___ Available data
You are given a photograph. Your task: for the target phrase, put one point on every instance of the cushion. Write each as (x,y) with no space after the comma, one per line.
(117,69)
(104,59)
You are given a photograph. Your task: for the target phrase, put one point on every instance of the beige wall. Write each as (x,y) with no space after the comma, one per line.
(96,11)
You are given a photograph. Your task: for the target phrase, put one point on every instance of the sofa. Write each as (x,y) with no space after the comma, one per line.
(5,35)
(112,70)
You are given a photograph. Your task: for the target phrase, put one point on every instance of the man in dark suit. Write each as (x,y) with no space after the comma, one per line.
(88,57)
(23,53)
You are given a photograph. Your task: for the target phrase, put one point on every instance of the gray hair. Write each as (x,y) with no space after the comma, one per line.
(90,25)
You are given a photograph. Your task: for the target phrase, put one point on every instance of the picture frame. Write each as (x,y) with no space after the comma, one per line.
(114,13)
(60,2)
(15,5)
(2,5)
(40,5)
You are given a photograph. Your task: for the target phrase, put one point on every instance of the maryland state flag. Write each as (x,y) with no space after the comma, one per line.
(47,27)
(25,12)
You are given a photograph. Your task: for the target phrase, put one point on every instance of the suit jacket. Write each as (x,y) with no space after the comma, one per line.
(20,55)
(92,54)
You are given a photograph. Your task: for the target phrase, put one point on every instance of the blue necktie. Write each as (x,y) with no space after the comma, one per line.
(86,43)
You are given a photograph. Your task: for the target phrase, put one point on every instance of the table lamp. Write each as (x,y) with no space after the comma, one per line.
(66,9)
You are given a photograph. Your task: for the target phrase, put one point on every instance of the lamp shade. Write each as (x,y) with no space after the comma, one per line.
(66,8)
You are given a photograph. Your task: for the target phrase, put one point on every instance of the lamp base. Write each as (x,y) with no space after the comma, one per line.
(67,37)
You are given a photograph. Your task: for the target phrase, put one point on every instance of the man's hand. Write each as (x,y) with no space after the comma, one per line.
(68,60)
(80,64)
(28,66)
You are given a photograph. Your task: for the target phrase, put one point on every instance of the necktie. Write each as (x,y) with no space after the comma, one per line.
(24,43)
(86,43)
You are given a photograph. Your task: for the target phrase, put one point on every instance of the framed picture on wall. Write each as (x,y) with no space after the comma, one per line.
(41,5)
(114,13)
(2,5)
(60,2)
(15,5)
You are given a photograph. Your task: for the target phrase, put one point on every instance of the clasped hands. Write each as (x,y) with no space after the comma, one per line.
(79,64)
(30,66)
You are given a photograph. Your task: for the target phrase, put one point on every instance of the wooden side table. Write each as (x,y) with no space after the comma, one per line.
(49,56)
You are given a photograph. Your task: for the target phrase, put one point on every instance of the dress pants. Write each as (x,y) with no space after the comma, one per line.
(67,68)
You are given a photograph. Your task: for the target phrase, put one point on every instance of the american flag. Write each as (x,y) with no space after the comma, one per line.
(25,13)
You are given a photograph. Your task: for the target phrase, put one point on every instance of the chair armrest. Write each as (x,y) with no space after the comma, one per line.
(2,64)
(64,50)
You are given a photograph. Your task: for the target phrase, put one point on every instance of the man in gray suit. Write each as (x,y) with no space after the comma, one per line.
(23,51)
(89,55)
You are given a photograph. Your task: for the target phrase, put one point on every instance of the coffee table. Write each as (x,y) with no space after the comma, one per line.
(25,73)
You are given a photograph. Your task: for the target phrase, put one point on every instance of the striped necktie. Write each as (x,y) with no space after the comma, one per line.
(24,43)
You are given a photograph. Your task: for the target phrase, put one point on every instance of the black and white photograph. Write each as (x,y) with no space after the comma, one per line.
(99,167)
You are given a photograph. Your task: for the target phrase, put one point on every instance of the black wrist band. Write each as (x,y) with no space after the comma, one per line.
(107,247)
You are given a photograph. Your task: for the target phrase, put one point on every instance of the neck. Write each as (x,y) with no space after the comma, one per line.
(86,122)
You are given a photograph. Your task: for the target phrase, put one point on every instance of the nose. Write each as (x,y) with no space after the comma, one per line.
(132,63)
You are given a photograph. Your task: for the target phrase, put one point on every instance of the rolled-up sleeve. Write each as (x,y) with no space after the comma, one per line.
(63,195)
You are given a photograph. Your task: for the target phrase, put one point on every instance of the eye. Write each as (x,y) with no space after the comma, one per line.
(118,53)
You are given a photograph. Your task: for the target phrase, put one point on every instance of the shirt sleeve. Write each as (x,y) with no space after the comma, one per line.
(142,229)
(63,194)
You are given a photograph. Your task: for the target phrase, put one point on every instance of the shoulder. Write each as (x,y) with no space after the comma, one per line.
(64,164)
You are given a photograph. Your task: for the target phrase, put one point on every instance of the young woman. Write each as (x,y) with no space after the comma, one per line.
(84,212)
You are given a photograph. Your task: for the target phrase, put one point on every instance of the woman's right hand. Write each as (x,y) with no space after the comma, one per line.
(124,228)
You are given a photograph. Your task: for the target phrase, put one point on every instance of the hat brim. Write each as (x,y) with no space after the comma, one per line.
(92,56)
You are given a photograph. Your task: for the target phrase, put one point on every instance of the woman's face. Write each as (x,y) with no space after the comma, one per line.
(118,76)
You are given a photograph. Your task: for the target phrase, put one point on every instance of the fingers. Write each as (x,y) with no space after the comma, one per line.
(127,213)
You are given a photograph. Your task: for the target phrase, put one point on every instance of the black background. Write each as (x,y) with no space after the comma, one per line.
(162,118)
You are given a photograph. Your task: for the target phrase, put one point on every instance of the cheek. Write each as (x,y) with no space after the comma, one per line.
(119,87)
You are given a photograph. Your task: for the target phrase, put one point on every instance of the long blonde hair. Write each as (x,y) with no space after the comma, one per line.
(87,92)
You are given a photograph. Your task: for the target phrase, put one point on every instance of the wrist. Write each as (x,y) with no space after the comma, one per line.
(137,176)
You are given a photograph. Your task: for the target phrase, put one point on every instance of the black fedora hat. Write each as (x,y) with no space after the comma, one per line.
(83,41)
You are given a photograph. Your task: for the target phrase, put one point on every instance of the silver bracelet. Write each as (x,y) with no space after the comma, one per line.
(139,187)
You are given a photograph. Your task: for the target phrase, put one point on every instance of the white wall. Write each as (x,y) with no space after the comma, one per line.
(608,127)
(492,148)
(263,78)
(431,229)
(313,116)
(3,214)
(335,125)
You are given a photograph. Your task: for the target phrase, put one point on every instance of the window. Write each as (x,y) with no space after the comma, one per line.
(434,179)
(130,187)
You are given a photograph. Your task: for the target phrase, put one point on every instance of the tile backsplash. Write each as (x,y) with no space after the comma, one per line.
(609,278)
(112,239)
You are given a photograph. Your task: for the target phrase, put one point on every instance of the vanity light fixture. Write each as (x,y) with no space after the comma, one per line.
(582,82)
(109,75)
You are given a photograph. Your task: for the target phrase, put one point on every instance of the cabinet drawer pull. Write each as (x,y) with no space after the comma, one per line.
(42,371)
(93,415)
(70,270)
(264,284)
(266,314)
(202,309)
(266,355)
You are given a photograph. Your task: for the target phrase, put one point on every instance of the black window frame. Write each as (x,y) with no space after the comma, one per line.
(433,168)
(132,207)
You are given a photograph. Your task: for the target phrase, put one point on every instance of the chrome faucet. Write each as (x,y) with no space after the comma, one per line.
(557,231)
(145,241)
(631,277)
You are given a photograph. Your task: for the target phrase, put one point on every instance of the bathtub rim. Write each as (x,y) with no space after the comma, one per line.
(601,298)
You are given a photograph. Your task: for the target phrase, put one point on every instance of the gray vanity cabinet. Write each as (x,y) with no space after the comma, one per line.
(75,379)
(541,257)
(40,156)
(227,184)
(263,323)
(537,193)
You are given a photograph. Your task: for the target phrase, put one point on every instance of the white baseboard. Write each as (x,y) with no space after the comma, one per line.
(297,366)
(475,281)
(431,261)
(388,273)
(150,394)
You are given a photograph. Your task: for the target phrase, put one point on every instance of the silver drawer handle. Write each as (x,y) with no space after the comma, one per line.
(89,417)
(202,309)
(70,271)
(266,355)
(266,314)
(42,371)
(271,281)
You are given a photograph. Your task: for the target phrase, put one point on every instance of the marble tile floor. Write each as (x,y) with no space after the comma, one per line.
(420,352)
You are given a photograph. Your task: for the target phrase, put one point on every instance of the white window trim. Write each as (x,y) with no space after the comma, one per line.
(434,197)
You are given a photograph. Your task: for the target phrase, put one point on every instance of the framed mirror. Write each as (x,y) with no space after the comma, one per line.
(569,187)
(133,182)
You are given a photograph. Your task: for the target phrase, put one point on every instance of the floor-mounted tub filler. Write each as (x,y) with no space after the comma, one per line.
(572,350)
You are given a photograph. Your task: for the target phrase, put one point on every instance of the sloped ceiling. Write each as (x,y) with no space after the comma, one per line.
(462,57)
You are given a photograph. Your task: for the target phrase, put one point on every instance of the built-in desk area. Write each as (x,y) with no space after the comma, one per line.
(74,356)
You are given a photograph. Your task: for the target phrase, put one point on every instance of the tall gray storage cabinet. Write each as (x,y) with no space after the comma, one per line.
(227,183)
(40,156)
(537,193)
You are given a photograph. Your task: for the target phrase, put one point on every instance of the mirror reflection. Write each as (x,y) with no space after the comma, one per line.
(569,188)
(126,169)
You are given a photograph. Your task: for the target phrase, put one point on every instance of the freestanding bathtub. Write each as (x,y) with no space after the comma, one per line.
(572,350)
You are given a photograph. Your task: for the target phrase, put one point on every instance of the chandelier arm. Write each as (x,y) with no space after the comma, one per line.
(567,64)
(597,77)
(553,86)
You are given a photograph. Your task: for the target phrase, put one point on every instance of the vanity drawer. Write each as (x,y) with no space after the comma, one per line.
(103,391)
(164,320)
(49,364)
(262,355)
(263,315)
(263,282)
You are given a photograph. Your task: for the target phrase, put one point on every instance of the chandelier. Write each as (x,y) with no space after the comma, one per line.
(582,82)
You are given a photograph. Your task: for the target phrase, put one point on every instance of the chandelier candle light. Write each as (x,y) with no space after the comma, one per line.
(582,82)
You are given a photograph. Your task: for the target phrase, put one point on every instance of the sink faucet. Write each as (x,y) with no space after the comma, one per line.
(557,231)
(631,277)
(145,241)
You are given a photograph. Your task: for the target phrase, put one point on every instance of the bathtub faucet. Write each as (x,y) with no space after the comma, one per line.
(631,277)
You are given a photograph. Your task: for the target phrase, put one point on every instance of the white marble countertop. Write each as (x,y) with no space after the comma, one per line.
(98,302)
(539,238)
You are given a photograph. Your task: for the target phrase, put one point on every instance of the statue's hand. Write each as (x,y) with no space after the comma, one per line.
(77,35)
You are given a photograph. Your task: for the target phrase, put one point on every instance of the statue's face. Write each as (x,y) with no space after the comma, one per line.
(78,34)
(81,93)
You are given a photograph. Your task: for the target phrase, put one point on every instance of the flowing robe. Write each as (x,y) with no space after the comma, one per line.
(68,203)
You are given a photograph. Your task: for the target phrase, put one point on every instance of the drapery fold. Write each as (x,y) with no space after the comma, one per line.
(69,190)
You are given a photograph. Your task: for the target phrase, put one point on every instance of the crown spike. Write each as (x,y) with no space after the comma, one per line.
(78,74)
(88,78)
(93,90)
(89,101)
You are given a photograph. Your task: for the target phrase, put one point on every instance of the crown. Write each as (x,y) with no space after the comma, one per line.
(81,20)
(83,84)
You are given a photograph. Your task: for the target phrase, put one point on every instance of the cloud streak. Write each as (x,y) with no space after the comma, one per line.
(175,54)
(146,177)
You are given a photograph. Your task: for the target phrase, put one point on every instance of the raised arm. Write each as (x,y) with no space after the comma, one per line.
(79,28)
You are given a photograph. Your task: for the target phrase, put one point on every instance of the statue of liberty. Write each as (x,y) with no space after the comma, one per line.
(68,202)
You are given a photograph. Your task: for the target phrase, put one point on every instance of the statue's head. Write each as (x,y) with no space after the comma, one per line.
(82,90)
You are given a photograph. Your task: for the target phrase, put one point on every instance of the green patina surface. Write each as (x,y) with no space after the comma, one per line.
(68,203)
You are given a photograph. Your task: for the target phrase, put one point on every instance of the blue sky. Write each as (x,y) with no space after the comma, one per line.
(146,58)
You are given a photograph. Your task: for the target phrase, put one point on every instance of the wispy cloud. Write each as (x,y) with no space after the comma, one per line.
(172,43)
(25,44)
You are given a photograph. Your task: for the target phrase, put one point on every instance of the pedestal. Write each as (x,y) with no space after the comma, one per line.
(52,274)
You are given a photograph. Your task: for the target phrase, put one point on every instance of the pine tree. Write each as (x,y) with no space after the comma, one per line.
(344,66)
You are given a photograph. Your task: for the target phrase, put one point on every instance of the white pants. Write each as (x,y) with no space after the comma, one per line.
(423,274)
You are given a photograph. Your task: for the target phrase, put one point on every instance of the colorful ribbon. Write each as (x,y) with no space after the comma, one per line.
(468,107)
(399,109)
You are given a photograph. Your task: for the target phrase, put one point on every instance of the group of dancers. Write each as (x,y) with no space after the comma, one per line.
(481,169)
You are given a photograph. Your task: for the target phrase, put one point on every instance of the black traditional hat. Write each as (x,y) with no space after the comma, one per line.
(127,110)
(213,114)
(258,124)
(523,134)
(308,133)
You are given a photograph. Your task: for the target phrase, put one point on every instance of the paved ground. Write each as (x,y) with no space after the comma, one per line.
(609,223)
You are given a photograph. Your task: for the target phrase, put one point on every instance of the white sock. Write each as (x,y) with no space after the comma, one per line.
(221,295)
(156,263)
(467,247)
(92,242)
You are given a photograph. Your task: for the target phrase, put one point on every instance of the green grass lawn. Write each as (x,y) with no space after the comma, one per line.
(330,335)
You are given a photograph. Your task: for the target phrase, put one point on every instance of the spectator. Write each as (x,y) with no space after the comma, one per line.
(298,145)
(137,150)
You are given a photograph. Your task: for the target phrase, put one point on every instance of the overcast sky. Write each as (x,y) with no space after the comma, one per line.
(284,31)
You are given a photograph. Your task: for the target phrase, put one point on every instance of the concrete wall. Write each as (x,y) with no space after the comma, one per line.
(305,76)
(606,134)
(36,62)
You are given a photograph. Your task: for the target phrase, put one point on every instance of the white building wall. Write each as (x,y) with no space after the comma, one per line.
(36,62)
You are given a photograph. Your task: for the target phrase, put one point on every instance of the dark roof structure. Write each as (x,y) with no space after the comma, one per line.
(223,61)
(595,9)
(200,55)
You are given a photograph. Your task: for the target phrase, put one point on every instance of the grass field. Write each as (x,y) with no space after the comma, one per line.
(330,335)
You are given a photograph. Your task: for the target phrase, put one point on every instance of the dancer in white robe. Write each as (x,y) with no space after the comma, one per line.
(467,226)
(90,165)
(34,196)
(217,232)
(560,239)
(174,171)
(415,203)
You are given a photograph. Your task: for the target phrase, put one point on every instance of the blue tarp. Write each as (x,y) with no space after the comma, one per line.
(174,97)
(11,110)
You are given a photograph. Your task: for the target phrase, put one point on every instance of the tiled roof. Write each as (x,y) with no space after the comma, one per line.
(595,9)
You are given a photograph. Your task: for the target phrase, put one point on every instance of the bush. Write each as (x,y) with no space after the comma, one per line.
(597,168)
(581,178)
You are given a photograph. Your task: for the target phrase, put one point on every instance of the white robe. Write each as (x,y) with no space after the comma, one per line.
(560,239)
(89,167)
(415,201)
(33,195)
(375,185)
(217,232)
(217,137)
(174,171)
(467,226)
______
> _Given instruction_: Reproduce verbatim every line of the records from the one containing "the blue tarp." through the final line, including both.

> _Complete response_:
You are given a photograph. Your task: for the target phrase, put one point on every instance of the blue tarp. Write each as (x,y) with no space after the comma, one per line.
(174,97)
(11,110)
You are given a photograph. Your task: for the target phrase, put one point on every instance of the tiled roof. Write each as (x,y) with no space after the comma, one per line.
(595,9)
You are given a photograph. Your task: for the target phrase, put one point on every instance of the bush. Write each as (x,y) with no space after the comma, one per line.
(597,168)
(581,178)
You are given a photograph. Your task: for the target phrase, put one point on every instance of the white robe. Write each as (x,y) with no space after the comma, one per line.
(560,239)
(89,167)
(415,201)
(33,195)
(375,185)
(217,232)
(217,137)
(174,171)
(467,226)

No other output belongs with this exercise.